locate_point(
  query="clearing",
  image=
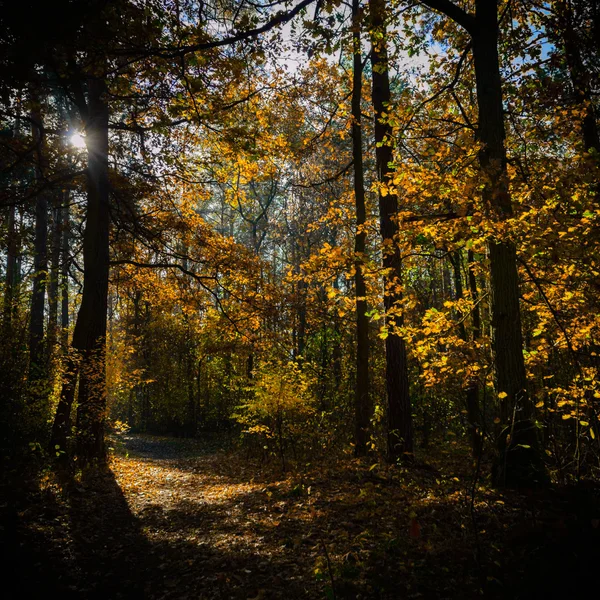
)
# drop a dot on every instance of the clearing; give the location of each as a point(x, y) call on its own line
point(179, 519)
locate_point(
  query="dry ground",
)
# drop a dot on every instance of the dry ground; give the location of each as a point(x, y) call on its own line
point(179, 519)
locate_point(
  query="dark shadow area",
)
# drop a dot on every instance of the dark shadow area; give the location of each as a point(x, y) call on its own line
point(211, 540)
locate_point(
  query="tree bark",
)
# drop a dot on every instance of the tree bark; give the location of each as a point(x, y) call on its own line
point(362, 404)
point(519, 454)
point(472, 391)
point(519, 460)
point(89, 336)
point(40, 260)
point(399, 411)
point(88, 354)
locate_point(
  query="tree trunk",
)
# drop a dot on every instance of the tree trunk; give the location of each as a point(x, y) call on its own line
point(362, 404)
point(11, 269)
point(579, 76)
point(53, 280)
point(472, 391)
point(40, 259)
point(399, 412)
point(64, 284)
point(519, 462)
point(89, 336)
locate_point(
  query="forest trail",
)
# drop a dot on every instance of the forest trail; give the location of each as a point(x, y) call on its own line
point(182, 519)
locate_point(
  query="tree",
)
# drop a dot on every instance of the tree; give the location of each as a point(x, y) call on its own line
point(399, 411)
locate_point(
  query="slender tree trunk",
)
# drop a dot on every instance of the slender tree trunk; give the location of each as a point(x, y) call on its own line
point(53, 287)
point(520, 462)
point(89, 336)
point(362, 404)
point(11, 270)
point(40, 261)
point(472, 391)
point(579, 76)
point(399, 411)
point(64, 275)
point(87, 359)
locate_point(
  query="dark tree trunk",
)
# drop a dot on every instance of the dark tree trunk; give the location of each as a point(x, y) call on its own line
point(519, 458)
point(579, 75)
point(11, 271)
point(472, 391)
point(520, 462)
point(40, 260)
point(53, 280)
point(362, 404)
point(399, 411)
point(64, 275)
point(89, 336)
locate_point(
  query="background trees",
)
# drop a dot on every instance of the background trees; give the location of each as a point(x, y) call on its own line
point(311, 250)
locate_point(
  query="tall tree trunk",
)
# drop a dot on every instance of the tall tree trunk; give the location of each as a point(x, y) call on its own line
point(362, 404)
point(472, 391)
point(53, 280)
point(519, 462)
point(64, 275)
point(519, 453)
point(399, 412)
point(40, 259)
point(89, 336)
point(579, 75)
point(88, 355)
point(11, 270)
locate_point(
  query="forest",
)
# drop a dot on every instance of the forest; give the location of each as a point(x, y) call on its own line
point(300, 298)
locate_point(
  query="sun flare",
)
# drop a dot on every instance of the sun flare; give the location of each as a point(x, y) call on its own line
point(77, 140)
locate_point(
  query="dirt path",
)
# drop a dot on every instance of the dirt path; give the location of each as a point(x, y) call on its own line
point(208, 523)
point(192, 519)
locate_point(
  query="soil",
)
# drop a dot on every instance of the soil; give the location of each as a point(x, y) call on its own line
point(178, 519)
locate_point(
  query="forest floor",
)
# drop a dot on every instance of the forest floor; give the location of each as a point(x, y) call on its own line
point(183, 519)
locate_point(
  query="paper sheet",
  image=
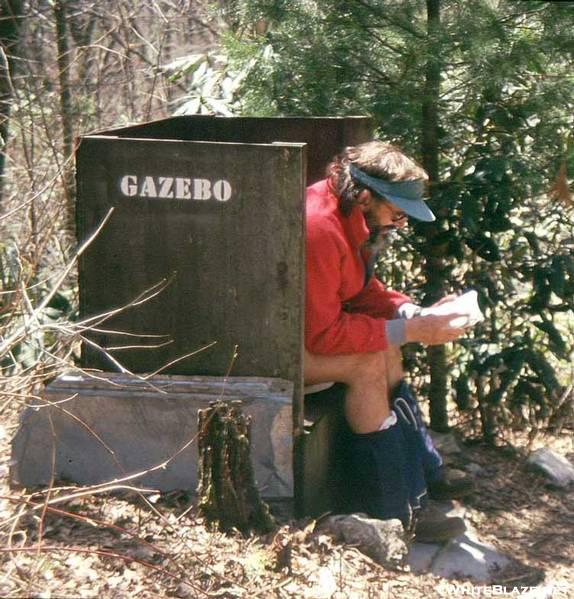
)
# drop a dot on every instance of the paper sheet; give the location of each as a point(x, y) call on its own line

____________

▸ REQUIRED WORK
In the records above, collect each line with "paper".

▸ EXERCISE RESPONSE
  query="paper sheet",
# drop a dot on every instance of the paper sheet; give the location of each as a point(x, y) call on its own line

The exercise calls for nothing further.